In the text about the 78th Directors Guild of America Awards, write out word for word the stretch from "The 78th Directors" through "January 8, 2026.".
***** TEXT BLOCK
- Date: February 7, 2026
- Location: The Beverly Hilton, Beverly Hills, California
- Country: United States
- Presented by: Directors Guild of America
- Hosted by: Kumail Nanjiani

Highlights
- Best Director Feature Film:: One Battle After Another – Paul Thomas Anderson
- Best Director Documentary:: 2000 Meters to Andriivka – Mstyslav Chernov
- Best Director First-Time Feature Film:: The Plague – Charlie Polinger

= 78th Directors Guild of America Awards =

The 78th Directors Guild of America Awards, honoring the outstanding directorial achievement in feature films, documentary, television and commercials of 2025, were presented on February 7, 2026, at the Beverly Hilton in Beverly Hills, California. The ceremony was hosted by Kumail Nanjiani. The nominations for the television and documentary categories were announced on January 7, 2026, while the nominations for the feature film categories were announced on January 8, 2026.
**********
***** RECORDS SHOWN
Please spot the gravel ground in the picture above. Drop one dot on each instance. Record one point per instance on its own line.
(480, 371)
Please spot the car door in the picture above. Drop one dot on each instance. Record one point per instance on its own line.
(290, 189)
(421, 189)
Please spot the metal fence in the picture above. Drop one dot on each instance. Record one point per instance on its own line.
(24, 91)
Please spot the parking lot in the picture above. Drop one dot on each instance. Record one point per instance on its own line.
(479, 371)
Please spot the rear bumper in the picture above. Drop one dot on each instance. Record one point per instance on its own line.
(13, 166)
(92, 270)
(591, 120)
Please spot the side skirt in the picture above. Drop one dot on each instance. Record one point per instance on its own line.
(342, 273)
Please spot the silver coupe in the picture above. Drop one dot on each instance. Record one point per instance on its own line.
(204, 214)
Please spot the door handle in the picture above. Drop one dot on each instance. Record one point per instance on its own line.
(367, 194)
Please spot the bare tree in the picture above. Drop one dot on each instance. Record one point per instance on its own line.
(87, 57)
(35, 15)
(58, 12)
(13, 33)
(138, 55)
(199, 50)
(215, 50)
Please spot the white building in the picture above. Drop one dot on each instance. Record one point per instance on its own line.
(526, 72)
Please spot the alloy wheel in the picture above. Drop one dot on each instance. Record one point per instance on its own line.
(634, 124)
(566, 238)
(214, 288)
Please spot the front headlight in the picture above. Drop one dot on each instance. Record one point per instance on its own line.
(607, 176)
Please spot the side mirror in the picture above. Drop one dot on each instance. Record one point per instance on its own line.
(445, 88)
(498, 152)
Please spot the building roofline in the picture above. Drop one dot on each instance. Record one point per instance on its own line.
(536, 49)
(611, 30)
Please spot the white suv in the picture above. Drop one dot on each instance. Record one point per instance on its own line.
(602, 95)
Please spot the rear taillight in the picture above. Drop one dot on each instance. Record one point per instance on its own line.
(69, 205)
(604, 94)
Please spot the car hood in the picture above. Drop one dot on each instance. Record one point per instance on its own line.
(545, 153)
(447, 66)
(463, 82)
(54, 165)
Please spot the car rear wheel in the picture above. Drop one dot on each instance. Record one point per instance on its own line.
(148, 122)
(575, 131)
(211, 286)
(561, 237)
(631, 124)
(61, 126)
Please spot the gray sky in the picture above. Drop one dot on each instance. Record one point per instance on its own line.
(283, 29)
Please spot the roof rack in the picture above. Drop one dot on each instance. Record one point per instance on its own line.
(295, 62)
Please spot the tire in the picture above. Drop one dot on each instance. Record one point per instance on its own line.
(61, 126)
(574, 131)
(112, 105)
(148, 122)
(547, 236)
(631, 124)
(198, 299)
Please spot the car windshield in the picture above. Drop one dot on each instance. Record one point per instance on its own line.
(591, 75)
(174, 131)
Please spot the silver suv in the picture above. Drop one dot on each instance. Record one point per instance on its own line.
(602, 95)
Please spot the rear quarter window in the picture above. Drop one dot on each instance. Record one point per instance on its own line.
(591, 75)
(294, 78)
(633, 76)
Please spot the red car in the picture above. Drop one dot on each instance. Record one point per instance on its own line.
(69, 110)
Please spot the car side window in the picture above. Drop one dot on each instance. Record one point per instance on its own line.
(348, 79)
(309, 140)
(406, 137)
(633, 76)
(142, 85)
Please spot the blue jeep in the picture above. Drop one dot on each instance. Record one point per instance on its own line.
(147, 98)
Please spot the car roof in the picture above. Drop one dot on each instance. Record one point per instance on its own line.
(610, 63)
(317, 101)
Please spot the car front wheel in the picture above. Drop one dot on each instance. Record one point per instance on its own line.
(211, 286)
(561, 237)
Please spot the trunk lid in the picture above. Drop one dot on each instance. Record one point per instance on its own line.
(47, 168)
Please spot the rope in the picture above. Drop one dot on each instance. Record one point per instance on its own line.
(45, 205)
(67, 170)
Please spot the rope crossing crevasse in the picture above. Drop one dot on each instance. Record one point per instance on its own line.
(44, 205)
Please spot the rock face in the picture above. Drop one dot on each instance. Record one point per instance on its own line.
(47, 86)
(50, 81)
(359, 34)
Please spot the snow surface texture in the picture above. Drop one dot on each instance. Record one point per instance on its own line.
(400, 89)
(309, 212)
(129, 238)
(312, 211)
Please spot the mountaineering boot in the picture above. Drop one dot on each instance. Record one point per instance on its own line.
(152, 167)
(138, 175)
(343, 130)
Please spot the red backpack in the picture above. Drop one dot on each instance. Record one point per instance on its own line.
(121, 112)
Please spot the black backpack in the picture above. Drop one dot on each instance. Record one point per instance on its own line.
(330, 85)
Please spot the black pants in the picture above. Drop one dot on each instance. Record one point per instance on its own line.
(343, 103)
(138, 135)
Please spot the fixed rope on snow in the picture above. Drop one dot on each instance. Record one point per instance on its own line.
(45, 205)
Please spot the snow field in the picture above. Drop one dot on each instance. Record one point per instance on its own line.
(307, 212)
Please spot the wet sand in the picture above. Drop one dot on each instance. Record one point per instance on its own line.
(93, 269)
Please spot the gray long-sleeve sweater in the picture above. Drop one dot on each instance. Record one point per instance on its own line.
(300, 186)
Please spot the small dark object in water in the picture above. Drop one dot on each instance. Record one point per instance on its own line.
**********
REPLY:
The 78th Directors Guild of America Awards, honoring the outstanding directorial achievement in feature films, documentary, television and commercials of 2025, were presented on February 7, 2026, at the Beverly Hilton in Beverly Hills, California. The ceremony was hosted by Kumail Nanjiani. The nominations for the television and documentary categories were announced on January 7, 2026, while the nominations for the feature film categories were announced on January 8, 2026.